[[ SUPPLIED MATERIAL open ]]

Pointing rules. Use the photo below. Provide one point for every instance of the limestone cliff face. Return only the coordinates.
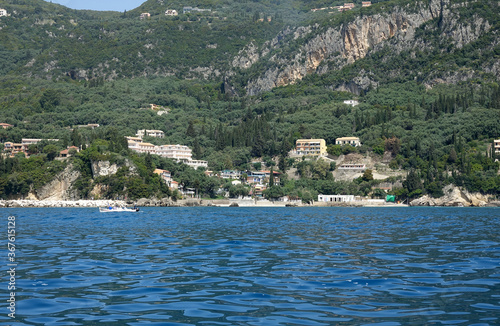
(335, 47)
(453, 196)
(61, 187)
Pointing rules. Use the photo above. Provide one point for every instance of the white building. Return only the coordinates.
(353, 141)
(361, 167)
(197, 164)
(150, 133)
(180, 153)
(171, 12)
(176, 152)
(336, 198)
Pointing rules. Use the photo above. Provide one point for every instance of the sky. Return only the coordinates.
(101, 5)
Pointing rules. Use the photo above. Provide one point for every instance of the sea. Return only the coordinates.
(251, 266)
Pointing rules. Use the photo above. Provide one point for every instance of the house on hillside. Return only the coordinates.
(150, 133)
(171, 12)
(353, 141)
(336, 198)
(5, 125)
(315, 147)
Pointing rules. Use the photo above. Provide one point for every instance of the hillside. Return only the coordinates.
(241, 88)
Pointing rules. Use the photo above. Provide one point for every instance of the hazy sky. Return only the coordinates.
(116, 5)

[[ SUPPLIED MATERIAL closed ]]

**AIM OF THE EXERCISE:** Apart from the images, retype the full material exactly as written.

**RESULT:**
Pointing rules. Use the photo below. Provide one point for every instance of the limestone cliff face. Return only the coordinates.
(335, 47)
(453, 196)
(61, 187)
Pointing rules. Use the photo above. Provide one point for every instance of the white building. Return only the coordinates.
(353, 141)
(361, 167)
(197, 164)
(150, 133)
(180, 153)
(171, 12)
(176, 152)
(336, 198)
Pointing rules. Use the photo above. Provide one point for every instance of the sky. Return only the coordinates.
(101, 5)
Pointing rules. Use the photo above. Provide one point for every instance of the sea. Return only the coordinates.
(251, 266)
Pointing rules. Use the photo above. Provide one point for every instance of the house on hillside. Return only the coordinates.
(150, 133)
(171, 12)
(353, 141)
(336, 198)
(5, 125)
(315, 147)
Pointing rules. Use the photo above. Provide one point for every instance of the hillside. Return only the coordinates.
(241, 88)
Pointing rules. Use the photo above. Provide one point for every instance of the hazy sky. Return only the coordinates.
(116, 5)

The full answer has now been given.